Kenneth Ernest ROBINSON

Doctor of Letters
honoris causa

Before I assume the role of Dr. Robinson, one of the University's most recent graduates, may I, on behalf of all members of the University, welcome you, Sir, on this the first occasion on which you have presided as our Chancellor at a Congregation? We all realize that this is but one of many roles you are called upon to perform and we greatly appreciate the time and attention which our Chancellors have given to our concerns.

I am very sensible of the honour of being asked to speak today on behalf of your new honorary graduates - all the more so at a Congregation which may be said to mark the University's sixtieth anniversary - the Building in which we meet was first opened on 11 March 1912 by our first Chancellor, Lord Lugard. We are all of us most grateful to the University for honouring us this evening and united in our appreciation of being included in the not very long but very distinguished list of those on whom the University has conferred its highest award. One of us must, I believe, feel a satisfaction which is not open to the rest of us for there is surely something specially satisfying about being made and honorary graduate of the University in which your undergraduate years were spent. On that account Dr. Chun must feel something extra on which we should all like to congratulate her.

But, besides our pleasure and gratitude, is there anything else which all of us, your new doctors honoris causa, have in common? It is of course the university - not only in the sense of the University of Hong Kong which has brought us together here today - but our membership of that wider community of universities throughout the world of which this University is a part. Diligent study of the Public Orator's citations, which we ourselves may well be too embarrassed to undertake, will reveal how we are all of us personally linked in this way. Two of us are graduates of one university, three of us have been teachers in another, two of us are present members and one a former member of the staff of this University. Collectively too we represent all those professions, training for which was a major function of the mediaeval European universities which are among the ancestors, however distantly, of all universities: our numbers include a cleric, a lawyer, a doctor, a one time civil servant, and several of us are or have been university teachers.

### Data extract
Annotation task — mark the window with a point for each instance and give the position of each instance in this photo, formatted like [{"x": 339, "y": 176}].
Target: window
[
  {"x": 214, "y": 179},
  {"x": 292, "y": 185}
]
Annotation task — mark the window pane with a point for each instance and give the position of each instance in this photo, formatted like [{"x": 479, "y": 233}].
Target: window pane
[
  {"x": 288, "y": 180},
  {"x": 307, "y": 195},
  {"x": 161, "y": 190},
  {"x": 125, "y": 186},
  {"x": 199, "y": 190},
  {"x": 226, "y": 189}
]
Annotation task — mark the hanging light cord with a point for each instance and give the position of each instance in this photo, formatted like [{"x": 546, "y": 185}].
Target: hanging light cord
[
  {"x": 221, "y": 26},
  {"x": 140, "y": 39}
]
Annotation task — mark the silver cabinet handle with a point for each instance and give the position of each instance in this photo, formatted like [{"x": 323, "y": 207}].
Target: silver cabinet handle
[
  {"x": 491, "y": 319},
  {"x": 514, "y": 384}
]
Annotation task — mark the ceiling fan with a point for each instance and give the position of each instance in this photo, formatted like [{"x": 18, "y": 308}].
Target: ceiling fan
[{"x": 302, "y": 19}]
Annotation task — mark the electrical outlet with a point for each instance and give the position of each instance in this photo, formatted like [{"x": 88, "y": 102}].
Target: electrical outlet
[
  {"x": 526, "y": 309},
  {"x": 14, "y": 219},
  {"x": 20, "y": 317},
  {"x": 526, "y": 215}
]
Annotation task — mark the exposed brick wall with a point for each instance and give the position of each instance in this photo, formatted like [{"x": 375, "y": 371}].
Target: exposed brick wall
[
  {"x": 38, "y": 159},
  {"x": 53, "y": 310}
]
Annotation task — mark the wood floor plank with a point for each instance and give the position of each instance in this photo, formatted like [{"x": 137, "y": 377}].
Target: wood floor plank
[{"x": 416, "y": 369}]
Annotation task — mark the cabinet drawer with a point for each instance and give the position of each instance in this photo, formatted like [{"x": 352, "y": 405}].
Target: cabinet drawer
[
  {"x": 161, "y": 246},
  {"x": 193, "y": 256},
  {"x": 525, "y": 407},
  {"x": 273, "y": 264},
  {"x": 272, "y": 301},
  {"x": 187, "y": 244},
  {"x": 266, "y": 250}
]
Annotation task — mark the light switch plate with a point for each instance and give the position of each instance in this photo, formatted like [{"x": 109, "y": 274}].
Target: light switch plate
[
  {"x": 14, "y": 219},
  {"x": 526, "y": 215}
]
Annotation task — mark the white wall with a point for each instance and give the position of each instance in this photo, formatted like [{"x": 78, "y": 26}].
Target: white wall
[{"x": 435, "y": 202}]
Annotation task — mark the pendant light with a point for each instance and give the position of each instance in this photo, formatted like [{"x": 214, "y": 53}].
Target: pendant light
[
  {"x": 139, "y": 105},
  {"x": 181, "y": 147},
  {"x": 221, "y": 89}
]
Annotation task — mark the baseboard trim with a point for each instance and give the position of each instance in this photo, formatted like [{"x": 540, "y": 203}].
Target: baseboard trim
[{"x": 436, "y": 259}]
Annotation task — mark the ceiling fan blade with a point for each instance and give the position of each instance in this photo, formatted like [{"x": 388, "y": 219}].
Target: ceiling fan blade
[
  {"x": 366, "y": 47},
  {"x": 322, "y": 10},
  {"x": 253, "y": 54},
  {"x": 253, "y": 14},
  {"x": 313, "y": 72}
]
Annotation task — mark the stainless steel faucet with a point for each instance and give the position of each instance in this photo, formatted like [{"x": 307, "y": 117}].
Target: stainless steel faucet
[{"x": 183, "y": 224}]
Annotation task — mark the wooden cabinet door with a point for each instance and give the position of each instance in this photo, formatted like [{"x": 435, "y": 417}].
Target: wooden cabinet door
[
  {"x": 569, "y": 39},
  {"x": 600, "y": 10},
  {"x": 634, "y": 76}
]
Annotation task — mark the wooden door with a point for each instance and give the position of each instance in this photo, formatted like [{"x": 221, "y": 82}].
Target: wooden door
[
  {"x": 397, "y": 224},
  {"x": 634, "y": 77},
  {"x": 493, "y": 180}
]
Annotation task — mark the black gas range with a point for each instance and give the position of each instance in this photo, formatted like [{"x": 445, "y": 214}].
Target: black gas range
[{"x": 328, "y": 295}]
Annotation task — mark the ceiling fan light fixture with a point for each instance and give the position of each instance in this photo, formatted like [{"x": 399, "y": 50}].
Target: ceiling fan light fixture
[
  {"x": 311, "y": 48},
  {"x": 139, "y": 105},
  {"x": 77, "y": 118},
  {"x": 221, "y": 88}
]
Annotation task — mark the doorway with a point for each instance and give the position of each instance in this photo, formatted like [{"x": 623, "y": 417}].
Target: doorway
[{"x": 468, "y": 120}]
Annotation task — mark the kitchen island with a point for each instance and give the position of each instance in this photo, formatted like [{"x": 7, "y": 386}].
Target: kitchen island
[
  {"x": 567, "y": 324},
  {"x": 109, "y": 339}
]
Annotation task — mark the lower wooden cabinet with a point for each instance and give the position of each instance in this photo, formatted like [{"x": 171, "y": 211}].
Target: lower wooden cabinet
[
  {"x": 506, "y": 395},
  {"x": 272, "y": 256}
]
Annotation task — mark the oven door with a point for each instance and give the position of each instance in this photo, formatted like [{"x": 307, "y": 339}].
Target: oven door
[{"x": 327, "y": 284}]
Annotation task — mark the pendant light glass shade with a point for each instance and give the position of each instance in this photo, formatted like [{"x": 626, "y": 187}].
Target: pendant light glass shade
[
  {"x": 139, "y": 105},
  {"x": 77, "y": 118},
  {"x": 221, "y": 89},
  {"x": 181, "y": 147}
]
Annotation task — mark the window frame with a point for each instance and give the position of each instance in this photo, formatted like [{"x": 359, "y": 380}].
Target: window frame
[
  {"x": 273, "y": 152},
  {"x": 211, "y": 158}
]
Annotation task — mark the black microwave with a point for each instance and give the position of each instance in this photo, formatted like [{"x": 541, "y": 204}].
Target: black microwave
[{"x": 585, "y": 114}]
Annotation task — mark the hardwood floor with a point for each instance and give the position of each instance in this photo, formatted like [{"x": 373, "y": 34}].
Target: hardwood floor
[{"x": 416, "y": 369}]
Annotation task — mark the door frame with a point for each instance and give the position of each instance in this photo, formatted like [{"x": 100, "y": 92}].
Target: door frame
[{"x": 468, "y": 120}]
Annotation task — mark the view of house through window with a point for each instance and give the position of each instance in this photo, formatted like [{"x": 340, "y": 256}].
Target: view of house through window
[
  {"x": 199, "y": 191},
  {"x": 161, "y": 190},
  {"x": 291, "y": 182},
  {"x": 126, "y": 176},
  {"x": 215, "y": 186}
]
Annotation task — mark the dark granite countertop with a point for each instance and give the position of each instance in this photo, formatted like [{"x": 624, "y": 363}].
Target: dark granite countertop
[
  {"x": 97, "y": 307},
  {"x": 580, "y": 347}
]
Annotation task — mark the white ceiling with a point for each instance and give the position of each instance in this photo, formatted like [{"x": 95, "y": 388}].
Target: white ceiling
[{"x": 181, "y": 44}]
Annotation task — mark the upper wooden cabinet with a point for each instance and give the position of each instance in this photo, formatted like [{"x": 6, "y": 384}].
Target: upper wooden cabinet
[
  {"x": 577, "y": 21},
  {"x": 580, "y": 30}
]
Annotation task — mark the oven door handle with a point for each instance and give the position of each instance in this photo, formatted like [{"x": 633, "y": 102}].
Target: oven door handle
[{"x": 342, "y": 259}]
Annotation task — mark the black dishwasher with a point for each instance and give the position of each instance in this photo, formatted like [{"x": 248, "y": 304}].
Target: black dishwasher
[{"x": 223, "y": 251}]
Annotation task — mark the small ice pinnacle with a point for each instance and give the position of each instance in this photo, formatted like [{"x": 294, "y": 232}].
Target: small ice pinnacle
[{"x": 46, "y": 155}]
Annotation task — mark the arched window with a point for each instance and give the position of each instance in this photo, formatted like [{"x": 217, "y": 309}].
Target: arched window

### Problems and tasks
**A.** Please write out the address again from "Kenneth Ernest ROBINSON" up to and including "to our concerns.", swapping "Congregation" for "Convocation".
**B.** Extend the address past its final sentence.

### Task answers
**A.**
Kenneth Ernest ROBINSON

Doctor of Letters
honoris causa

Before I assume the role of Dr. Robinson, one of the University's most recent graduates, may I, on behalf of all members of the University, welcome you, Sir, on this the first occasion on which you have presided as our Chancellor at a Convocation? We all realize that this is but one of many roles you are called upon to perform and we greatly appreciate the time and attention which our Chancellors have given to our concerns.

**B.**
We are all, I am convinced, united in the profound sense we have of belonging to the international community of universities and of the great debt we owe to it, and most of all to the universities which nurtured us in our student days. We are all of us united too in having at one time or another worked in our professional capacities in Hong Kong and may I at this point say how particularly glad those of us who live and work here are that this ceremony has provided an opportunity for Professor Keeton to revisit the University and for Dame Eileen to offer us once again the wise counsels from which both Government and Universities in Hong Kong have benefited on former occasions.

We are therefore most appropriately now further united in our new membership of this University and in responding on our behalf it may not be unsuitable for me to voice the misgivings which I feel all of us must in some degree share about the present position and future of universities the world over. When, nearly seven years ago, I first addressed Congregation I said there were problems in the relationship between a university and the community of which it is part and which sustains it, which were unlikely ever to be wholly resolved because they arose from two conflicting demands, both essential to the continuing vitality of any university. The first of these demands was that a university must be free both in teaching and research to pursue the study of subjects for some of which the community may see little need and to teach any subject in a way often derided as "academic", that is so as to raise fundamental questions which may seem pointless to those whose main anxiety was to ensure the transmission to a new generation of the practical techniques of an earlier one. The second of these demands was that a university must be ready to meet, to the fullest extent that the resources available to it allow, such needs in teaching and research as may be pressed upon it by the community. Neither of these demands should be allowed to dominate a university to the exclusion of the other. If the first were allowed to do so, a university could degenerate into ineffective triviality; but if the second were conceded completely the university would, I said, 'lose or never acquire those fundamental spiritual resources that so evidently characterize the great universities of the world'. The 'fruitful tension' of those conflicting demands was, I claimed, an essential condition of the health of a university.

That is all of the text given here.